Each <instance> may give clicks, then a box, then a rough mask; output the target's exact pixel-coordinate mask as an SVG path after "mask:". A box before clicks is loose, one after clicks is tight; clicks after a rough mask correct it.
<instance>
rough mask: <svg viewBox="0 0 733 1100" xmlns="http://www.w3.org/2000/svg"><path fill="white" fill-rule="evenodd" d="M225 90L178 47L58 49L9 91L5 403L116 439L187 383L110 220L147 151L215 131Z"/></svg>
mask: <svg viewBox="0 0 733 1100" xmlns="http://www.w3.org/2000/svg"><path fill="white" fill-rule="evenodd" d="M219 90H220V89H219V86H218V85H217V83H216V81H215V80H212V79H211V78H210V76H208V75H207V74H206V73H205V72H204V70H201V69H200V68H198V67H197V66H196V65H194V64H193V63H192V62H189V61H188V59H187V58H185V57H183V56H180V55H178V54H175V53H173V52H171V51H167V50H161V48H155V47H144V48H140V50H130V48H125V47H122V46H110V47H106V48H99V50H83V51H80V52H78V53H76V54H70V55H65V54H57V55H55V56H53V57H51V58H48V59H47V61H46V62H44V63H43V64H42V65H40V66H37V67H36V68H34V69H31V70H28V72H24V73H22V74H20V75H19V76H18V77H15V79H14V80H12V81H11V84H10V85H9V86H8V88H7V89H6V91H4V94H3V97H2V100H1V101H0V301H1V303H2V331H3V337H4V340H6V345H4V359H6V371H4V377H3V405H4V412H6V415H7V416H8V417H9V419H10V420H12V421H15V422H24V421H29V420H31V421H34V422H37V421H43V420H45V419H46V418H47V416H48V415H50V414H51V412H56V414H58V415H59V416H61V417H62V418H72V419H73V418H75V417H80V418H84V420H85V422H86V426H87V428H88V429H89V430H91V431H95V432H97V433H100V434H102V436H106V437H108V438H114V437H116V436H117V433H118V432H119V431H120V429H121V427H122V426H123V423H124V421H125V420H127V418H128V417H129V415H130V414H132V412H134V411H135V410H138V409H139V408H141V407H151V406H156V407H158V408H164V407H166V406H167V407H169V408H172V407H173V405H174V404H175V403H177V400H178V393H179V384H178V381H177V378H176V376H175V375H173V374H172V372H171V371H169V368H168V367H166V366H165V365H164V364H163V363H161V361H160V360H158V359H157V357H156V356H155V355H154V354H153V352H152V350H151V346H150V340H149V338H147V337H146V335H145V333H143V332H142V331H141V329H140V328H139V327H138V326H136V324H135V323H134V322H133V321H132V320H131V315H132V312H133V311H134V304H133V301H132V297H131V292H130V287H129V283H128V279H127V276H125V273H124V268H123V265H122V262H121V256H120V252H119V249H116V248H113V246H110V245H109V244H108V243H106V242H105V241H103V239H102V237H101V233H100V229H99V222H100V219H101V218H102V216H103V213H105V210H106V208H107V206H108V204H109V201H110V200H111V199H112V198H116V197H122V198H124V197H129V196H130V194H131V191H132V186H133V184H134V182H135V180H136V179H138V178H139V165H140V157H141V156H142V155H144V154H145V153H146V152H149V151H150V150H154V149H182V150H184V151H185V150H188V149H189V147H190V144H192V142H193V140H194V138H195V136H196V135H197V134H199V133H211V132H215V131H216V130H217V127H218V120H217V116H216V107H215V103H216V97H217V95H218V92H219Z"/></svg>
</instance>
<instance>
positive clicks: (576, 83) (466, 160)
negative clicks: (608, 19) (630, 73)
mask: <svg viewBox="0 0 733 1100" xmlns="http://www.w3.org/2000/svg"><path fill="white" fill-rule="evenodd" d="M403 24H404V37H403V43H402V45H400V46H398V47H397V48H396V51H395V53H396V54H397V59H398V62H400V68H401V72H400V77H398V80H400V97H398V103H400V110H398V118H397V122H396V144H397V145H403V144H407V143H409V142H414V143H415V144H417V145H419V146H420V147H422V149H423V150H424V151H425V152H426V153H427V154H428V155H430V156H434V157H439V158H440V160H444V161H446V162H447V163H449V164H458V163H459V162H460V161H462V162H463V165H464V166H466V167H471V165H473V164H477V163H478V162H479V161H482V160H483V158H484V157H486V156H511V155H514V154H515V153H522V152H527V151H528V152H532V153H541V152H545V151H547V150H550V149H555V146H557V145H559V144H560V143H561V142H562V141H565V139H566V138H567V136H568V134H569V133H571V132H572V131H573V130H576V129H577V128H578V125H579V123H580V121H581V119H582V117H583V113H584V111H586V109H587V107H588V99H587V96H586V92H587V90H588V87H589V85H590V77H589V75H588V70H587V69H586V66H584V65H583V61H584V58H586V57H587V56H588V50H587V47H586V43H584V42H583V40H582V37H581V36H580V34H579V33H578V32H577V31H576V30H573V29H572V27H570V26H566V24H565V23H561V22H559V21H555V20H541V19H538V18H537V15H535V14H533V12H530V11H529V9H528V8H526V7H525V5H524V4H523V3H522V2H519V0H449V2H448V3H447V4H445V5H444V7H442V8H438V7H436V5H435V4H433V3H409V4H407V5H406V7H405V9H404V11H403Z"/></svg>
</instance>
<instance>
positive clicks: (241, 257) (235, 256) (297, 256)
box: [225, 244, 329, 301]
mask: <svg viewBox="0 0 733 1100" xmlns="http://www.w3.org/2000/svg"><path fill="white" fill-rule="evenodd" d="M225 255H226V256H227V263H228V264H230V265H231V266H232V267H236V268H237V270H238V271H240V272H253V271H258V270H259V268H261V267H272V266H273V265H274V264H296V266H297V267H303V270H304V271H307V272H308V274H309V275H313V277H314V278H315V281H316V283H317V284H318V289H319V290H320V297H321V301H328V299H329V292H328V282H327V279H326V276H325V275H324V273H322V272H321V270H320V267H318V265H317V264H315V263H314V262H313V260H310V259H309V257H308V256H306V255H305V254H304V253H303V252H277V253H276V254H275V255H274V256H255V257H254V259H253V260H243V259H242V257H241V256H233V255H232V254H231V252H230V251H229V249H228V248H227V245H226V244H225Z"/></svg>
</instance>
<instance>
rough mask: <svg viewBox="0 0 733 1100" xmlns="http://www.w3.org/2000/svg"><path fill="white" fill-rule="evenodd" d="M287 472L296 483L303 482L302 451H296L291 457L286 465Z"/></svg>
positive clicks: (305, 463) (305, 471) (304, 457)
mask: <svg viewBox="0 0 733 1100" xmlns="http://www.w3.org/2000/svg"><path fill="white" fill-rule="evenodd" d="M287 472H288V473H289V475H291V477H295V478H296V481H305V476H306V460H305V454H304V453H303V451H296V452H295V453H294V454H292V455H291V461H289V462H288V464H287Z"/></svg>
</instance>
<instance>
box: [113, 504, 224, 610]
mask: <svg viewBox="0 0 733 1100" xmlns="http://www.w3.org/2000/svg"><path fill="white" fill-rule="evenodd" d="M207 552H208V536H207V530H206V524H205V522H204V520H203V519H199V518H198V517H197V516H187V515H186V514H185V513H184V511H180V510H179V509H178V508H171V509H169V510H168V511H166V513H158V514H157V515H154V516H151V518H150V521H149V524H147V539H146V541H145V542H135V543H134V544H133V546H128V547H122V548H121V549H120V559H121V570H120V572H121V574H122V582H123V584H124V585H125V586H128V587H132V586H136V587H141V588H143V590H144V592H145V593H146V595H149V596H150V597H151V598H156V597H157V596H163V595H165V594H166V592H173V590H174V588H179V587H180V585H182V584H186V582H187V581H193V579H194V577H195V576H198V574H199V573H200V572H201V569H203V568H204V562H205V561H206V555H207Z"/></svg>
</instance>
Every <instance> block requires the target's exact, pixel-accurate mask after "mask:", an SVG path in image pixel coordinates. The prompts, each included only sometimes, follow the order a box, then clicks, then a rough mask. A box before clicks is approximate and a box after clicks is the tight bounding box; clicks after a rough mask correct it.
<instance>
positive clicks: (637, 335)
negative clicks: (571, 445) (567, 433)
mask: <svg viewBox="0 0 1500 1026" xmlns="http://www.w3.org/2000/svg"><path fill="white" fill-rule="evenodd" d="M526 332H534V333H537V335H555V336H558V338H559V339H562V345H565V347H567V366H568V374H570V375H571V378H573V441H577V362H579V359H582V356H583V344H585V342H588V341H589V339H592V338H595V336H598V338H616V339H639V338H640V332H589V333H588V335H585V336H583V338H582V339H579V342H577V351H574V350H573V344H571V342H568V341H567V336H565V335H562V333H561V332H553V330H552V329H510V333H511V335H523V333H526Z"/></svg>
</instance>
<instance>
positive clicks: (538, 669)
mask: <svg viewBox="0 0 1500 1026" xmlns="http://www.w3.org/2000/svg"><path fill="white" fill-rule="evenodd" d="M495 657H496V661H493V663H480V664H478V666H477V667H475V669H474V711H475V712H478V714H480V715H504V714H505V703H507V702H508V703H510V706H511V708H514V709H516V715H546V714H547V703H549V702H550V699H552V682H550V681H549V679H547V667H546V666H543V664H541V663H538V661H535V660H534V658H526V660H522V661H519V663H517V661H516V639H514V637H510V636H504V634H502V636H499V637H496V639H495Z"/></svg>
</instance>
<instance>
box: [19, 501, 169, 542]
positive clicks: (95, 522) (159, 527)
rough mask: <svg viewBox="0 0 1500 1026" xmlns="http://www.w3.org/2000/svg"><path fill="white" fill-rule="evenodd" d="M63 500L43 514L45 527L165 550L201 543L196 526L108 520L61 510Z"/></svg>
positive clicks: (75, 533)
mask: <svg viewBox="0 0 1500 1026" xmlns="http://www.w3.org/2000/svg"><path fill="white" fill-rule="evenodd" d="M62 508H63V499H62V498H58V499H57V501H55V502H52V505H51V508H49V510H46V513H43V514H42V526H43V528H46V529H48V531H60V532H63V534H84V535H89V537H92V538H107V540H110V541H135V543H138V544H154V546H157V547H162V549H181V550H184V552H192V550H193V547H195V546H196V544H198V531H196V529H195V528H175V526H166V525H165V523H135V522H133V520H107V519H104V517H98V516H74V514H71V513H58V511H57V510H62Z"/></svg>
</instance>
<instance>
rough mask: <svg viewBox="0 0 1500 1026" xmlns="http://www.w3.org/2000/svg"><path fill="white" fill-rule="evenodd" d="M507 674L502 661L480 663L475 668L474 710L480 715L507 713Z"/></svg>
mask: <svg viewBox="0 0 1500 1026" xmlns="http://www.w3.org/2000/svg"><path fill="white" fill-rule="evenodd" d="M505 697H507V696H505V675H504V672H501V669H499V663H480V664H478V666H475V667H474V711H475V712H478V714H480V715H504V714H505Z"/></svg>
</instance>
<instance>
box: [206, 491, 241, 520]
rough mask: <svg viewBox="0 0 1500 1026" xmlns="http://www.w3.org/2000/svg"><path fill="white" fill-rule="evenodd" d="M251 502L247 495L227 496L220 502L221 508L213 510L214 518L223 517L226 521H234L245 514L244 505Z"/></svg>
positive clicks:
· · ·
Task:
Switch "rough mask" to "coarse mask" and write out only the items from the start of the records through the line holding "90L178 47L58 49L9", inclusive. Leave everything else unchanged.

Output of the task:
Each <instance> may give clicks, then a box, then a coarse mask; output the target's exact pixel-coordinate mask as an SVG path after "mask:". A box before clicks is loose, one after clicks is tight; clicks after a coarse mask correct it.
<instance>
coarse mask: <svg viewBox="0 0 733 1100" xmlns="http://www.w3.org/2000/svg"><path fill="white" fill-rule="evenodd" d="M225 90L178 47L58 49L9 91L5 403L116 439L187 383L110 220L147 151L215 131Z"/></svg>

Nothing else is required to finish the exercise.